[Provided records Boundary: Start]
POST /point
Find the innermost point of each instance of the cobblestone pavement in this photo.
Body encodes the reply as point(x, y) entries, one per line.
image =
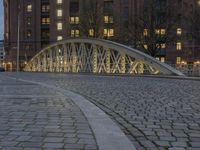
point(156, 114)
point(37, 118)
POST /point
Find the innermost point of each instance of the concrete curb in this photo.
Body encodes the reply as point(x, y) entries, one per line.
point(108, 135)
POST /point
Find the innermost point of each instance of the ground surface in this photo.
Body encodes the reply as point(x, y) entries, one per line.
point(154, 113)
point(36, 118)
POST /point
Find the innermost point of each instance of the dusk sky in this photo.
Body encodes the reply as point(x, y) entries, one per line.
point(1, 19)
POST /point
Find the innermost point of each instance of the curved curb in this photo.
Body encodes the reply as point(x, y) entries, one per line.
point(108, 135)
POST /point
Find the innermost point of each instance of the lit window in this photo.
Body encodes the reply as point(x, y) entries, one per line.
point(145, 46)
point(59, 1)
point(178, 45)
point(157, 31)
point(162, 59)
point(179, 31)
point(29, 33)
point(75, 33)
point(163, 45)
point(108, 32)
point(145, 33)
point(29, 8)
point(91, 32)
point(160, 31)
point(46, 20)
point(29, 20)
point(105, 19)
point(108, 19)
point(59, 12)
point(59, 26)
point(74, 20)
point(45, 8)
point(178, 60)
point(59, 38)
point(198, 2)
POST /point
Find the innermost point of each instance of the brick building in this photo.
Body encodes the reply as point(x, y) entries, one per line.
point(43, 22)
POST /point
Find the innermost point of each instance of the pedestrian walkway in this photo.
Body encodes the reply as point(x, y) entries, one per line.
point(154, 113)
point(38, 116)
point(33, 117)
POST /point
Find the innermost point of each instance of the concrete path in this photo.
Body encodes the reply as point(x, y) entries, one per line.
point(154, 113)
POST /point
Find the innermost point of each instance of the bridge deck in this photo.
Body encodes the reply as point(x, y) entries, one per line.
point(155, 114)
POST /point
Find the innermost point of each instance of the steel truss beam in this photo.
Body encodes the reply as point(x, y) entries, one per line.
point(96, 56)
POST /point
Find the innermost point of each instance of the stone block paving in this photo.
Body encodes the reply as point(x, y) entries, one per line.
point(155, 113)
point(35, 118)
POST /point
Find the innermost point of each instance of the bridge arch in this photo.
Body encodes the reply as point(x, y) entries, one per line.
point(96, 56)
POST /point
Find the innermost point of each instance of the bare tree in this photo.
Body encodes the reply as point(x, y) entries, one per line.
point(151, 30)
point(91, 22)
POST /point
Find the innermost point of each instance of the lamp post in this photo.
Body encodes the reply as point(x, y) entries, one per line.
point(18, 36)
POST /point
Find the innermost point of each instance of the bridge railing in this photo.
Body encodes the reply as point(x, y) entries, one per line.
point(188, 69)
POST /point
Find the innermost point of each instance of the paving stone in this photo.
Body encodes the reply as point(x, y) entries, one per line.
point(140, 106)
point(34, 118)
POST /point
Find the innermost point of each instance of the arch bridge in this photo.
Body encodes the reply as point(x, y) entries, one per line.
point(96, 56)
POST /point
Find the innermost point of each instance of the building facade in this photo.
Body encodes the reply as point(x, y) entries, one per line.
point(2, 54)
point(43, 22)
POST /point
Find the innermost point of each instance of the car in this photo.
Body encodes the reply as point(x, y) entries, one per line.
point(2, 69)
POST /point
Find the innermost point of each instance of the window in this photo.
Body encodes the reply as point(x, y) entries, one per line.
point(179, 31)
point(59, 38)
point(74, 20)
point(59, 26)
point(108, 32)
point(29, 33)
point(74, 7)
point(45, 34)
point(108, 19)
point(28, 20)
point(59, 13)
point(178, 60)
point(91, 32)
point(29, 8)
point(108, 6)
point(45, 20)
point(59, 1)
point(75, 33)
point(162, 59)
point(178, 45)
point(145, 46)
point(160, 31)
point(162, 45)
point(145, 32)
point(45, 8)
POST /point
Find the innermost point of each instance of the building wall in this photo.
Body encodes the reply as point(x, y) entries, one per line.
point(42, 34)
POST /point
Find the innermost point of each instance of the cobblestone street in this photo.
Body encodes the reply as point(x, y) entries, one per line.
point(155, 113)
point(35, 118)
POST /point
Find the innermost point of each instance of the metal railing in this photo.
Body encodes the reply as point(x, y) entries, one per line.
point(188, 69)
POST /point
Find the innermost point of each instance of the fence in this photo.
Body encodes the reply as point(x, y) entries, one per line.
point(188, 69)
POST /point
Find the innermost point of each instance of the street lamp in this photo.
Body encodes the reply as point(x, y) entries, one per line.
point(18, 36)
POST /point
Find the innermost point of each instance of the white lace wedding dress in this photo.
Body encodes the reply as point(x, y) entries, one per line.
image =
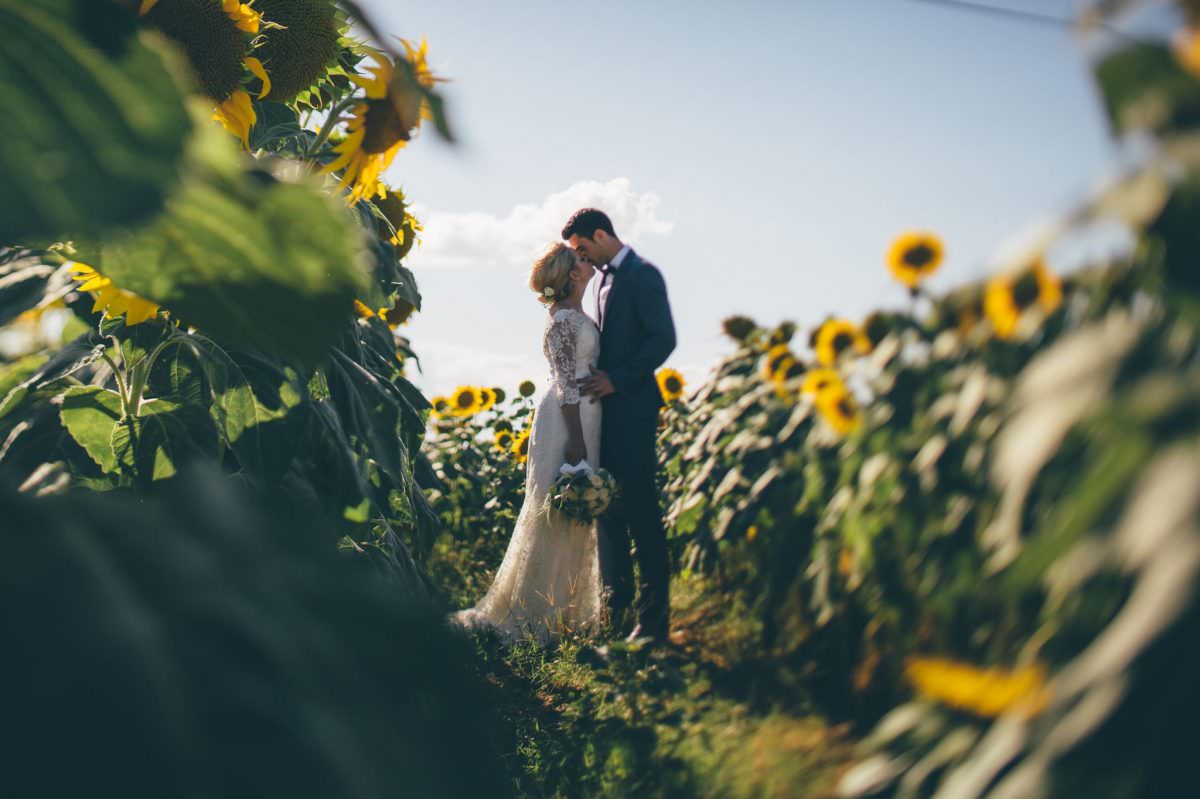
point(549, 582)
[Provided records Boundary: End]
:: Exercise prompt ::
Write out the records above exactly as they appear, leaving out any pictures.

:: Answer section ::
POST /point
Find the innermost point of each instance of the cobblestone pavement in this photo.
Body encodes the reply as point(x, y) entries, one per line.
image =
point(156, 114)
point(37, 118)
POST /point
Find the innermost point of each instance of the concrete curb in this photo.
Body encodes the reply as point(x, y) entries, one per line.
point(108, 135)
POST /point
Find the innermost point of each instance of the ground surface in this photo.
Body encodes the reply as point(x, y) entries, one per line.
point(154, 113)
point(36, 118)
POST /point
Find the innermost point of each instance of the dusk sky in this photo.
Body encodes the reply as point(x, y) entries, one per line.
point(1, 19)
POST /point
Find the innermost point of each instance of the curved curb in this photo.
Body encodes the reply as point(x, y) entries, one per line.
point(108, 135)
POST /point
Find the innermost point of each instance of the lit window in this photo.
Body encodes the reply as point(x, y) entries, one per line.
point(145, 46)
point(59, 1)
point(178, 45)
point(157, 31)
point(162, 59)
point(179, 31)
point(29, 33)
point(75, 33)
point(163, 45)
point(108, 32)
point(145, 33)
point(29, 8)
point(91, 32)
point(160, 31)
point(46, 20)
point(29, 20)
point(105, 19)
point(108, 19)
point(59, 12)
point(59, 26)
point(74, 20)
point(45, 8)
point(178, 60)
point(59, 38)
point(198, 2)
POST /point
Find the innermost point of each instance of the brick building in this photo.
Body encodes the reply as point(x, y) entries, one per line.
point(43, 22)
POST /point
Find the innermost point of each instance of the pedestrian walkway in this photo.
Body encodes the reply as point(x, y) entries, one per line.
point(154, 113)
point(38, 116)
point(33, 117)
POST /point
Find the innermost point of each instance of the concrete path in this photo.
Body encodes the reply as point(x, y) entries, one per line.
point(154, 113)
POST /point
Find the innermost point of each instance of the bridge deck in this photo.
Body encodes the reply as point(x, y) entries, one per line.
point(155, 114)
POST /point
Find the innermost point of each instance of the steel truss beam in this photo.
Body encodes the reply as point(x, y) entries, one per line.
point(96, 56)
POST /point
Find the innermost point of each instance of the stone block paving in this photo.
Body encodes the reply as point(x, y) entries, one per line.
point(155, 113)
point(35, 118)
POST /point
Find the innermost point of each instance of the bridge arch in this photo.
Body encodes the reply as point(x, y) entries, one per line.
point(96, 56)
POST /point
Find the innermost point of each instance of the bare tree in this photo.
Body encodes the reply as point(x, y) entries, one per line.
point(151, 30)
point(91, 22)
POST /point
Find the innermost point of each instance of the lamp post in this photo.
Body encodes the reply as point(x, y) entries, one per line.
point(18, 36)
POST /point
Find the innermost point of each instance of the bridge railing in this photo.
Body encodes the reply as point(x, y) entries, one per line.
point(188, 69)
POST /point
Find the innermost point of each instance of the paving stone in this photo.
Body encodes the reply as point(x, y) entries, one per line.
point(140, 106)
point(34, 118)
POST /point
Find the innermost point of each instance of the arch bridge in this photo.
Body encodes the reply as point(x, y) entries, one per line.
point(96, 56)
POST /point
Find the innermost point of each instance of the building facade in this photo.
Body encodes the reply as point(x, y) entries, one per line.
point(2, 54)
point(43, 22)
POST /point
Find the innermost point of each instance of the car in this photo.
Body encodes the reply as point(x, y) entries, one per line.
point(2, 69)
POST /point
Find the innermost point of each instance of the window in this photo.
Body encodes the reply as point(x, y) entries, one per line.
point(179, 31)
point(59, 38)
point(74, 20)
point(59, 26)
point(108, 32)
point(29, 33)
point(74, 7)
point(45, 34)
point(108, 19)
point(28, 20)
point(59, 13)
point(178, 60)
point(91, 32)
point(29, 8)
point(108, 6)
point(45, 20)
point(59, 1)
point(75, 33)
point(162, 59)
point(178, 45)
point(145, 46)
point(160, 31)
point(162, 45)
point(145, 32)
point(45, 8)
POST /point
Find the innermost point of each instance of the building wall in this photo.
Body encodes the reply as point(x, y) entries, one per line.
point(42, 34)
POST /point
Find the innermost point of each instance of the cobblestone street in this photo.
Body encodes the reply as point(x, y) entries, one per line.
point(155, 113)
point(35, 118)
POST /point
Find the innermost point of each instance of the metal railing in this photo.
Body encodes the reply as point(x, y) entries, one per line.
point(188, 69)
POST /point
Find the innermost point of each instance of the fence in this photo.
Body encodes the reply as point(x, y) entries, one per line.
point(188, 69)
POST /point
Find the innermost point of each instance of the street lamp in this photo.
Body encodes the reply as point(x, y) entries, one per line.
point(18, 36)
POST /point
Find the innermost point of each instance of the white lace wedding dress in this photo.
Body encodes the reply as point(x, y) entries, one per line.
image =
point(549, 582)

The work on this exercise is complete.